┌─ RECORDED INFORMATION
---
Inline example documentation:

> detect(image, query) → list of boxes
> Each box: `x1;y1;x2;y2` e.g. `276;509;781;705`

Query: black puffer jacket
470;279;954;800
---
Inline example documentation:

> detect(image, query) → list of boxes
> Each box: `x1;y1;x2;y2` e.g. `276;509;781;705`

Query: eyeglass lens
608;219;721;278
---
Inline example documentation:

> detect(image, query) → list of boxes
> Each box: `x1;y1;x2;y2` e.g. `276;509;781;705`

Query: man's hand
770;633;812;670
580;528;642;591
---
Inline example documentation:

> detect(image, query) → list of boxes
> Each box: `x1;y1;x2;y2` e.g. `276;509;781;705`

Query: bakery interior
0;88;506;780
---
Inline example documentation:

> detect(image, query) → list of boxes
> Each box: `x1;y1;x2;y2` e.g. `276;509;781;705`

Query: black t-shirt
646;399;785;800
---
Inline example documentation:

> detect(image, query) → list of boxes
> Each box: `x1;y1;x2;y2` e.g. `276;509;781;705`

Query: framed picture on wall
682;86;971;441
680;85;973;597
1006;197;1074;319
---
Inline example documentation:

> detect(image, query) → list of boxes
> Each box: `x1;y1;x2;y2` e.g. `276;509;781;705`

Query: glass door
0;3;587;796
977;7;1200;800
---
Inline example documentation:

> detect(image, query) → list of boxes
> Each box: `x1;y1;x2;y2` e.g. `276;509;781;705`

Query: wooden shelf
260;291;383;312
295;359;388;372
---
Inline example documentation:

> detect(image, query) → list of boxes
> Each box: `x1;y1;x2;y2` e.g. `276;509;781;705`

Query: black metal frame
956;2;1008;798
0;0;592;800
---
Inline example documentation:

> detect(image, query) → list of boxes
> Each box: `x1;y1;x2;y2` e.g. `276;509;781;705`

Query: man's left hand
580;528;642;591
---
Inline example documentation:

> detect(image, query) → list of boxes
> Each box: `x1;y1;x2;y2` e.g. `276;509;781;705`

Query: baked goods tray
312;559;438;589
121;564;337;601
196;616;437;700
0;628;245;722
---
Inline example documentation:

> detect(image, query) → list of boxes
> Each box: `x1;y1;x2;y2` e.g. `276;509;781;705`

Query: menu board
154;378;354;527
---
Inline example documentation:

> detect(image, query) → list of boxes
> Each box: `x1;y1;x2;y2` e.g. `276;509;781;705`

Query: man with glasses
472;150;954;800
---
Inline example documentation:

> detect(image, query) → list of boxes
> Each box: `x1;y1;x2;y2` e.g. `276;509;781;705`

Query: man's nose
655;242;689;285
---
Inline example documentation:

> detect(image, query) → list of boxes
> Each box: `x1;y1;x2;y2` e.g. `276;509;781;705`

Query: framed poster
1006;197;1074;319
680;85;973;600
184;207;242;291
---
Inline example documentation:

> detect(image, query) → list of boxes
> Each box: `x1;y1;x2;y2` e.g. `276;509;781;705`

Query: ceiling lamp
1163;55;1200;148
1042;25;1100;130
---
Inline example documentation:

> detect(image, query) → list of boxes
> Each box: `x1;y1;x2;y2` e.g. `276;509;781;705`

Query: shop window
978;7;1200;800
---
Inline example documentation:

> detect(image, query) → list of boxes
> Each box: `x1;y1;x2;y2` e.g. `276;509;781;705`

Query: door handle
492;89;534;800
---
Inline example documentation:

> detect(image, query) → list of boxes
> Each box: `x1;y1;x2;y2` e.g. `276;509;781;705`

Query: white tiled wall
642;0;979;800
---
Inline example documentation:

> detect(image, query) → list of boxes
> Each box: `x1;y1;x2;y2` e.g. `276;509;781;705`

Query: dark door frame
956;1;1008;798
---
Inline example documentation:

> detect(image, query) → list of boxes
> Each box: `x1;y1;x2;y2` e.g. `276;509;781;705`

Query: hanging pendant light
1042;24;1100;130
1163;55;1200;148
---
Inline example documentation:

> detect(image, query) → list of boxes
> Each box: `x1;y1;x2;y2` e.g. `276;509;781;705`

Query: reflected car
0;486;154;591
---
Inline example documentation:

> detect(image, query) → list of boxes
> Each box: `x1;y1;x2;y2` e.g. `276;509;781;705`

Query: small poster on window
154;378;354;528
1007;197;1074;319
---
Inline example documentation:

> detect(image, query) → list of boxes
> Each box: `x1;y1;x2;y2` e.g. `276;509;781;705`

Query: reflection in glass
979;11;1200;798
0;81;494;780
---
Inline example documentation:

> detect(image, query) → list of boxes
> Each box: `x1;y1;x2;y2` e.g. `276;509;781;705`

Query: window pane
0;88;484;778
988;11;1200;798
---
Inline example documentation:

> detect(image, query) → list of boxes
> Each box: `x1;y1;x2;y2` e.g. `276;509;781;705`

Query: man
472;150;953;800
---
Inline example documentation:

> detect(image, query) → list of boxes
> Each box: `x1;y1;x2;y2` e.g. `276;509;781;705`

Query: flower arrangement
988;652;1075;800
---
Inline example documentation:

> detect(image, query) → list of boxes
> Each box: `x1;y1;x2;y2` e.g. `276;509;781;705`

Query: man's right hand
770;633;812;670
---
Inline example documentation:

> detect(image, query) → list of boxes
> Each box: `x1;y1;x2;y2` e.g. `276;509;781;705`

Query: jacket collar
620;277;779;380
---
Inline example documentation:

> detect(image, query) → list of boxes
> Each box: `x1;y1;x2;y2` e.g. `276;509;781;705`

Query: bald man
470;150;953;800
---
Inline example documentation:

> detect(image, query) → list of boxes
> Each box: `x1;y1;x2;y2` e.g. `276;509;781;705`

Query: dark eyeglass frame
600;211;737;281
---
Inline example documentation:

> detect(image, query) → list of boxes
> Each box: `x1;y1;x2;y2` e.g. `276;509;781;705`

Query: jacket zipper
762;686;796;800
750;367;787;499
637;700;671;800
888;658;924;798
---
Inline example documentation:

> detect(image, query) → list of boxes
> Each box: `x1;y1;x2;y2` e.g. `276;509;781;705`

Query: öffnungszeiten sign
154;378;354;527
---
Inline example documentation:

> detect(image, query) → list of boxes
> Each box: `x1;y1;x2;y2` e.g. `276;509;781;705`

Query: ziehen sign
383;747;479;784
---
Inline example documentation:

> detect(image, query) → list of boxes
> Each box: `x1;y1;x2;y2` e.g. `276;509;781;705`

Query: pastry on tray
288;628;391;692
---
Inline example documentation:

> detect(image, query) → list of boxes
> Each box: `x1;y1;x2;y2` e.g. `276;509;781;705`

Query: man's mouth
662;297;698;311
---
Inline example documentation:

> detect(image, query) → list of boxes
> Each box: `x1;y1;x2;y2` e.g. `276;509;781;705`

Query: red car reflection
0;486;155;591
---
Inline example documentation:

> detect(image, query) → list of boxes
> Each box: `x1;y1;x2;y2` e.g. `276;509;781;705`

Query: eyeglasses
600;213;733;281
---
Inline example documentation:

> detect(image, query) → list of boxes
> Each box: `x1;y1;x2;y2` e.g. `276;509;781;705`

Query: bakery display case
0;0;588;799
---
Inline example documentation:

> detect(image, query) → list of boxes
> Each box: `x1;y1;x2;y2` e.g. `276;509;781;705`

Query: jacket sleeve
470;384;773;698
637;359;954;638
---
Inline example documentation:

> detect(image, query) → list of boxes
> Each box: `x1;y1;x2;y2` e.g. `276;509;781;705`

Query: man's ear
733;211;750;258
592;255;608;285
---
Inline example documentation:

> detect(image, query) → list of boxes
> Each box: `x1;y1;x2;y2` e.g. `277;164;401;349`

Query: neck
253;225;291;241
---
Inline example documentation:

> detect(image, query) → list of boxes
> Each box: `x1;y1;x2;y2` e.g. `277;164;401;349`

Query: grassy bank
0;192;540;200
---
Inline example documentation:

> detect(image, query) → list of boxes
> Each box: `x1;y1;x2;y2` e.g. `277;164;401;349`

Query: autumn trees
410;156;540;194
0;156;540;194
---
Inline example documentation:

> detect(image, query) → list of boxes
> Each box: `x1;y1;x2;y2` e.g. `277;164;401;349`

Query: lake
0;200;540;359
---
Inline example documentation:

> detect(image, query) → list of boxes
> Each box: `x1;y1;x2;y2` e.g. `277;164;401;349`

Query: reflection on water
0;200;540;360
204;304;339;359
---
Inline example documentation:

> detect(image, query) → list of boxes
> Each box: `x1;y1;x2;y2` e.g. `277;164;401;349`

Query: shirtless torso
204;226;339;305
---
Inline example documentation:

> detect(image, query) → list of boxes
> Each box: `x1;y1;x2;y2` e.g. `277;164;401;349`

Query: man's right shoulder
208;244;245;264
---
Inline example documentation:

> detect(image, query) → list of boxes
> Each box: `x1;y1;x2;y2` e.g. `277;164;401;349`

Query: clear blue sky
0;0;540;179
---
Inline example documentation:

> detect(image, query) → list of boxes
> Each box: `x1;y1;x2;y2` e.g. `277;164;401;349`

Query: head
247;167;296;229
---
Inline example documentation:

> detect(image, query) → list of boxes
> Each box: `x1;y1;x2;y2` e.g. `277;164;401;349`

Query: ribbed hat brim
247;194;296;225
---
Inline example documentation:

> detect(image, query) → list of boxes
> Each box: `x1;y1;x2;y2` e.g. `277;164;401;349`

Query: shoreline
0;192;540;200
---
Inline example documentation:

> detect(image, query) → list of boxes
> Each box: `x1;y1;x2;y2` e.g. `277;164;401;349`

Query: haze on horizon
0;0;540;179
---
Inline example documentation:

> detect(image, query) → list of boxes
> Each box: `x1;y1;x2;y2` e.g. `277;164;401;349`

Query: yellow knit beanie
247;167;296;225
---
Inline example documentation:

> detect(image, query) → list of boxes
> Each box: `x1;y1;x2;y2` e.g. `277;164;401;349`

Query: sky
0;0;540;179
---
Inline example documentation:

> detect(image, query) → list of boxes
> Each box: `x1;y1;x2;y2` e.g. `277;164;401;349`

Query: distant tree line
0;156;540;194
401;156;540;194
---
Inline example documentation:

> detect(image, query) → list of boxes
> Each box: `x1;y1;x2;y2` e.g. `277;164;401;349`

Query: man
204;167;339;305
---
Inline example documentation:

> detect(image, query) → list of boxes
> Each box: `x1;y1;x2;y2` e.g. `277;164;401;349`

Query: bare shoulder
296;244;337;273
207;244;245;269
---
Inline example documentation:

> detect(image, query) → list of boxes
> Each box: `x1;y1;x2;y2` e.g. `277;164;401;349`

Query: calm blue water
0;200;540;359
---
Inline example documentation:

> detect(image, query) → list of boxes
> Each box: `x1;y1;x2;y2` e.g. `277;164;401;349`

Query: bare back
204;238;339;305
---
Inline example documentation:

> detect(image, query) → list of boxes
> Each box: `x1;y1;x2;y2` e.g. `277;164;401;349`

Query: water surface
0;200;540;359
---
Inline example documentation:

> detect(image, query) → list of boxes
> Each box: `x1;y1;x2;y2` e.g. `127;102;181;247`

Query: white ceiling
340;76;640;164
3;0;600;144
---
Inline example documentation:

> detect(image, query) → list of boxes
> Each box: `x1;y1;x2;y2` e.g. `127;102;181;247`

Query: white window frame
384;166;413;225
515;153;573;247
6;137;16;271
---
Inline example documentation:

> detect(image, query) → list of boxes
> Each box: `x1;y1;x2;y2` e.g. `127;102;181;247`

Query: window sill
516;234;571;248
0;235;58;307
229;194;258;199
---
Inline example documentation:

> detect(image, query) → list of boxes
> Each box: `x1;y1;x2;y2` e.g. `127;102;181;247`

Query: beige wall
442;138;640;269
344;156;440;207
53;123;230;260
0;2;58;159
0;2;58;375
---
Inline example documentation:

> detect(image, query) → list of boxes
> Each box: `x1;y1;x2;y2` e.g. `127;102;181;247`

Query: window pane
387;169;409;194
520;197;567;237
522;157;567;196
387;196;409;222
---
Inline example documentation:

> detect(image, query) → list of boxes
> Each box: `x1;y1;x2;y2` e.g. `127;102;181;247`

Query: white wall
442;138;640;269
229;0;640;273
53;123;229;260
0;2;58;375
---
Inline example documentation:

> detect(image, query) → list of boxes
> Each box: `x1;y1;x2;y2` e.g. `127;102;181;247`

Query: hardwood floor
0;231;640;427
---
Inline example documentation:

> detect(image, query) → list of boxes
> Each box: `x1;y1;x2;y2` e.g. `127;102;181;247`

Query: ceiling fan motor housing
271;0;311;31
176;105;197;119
└─
Report every line of the listing that contains the string "wall", copying each line in full.

Query: framed picture on wall
Query: white tiled wall
Query: beige wall
Query: white wall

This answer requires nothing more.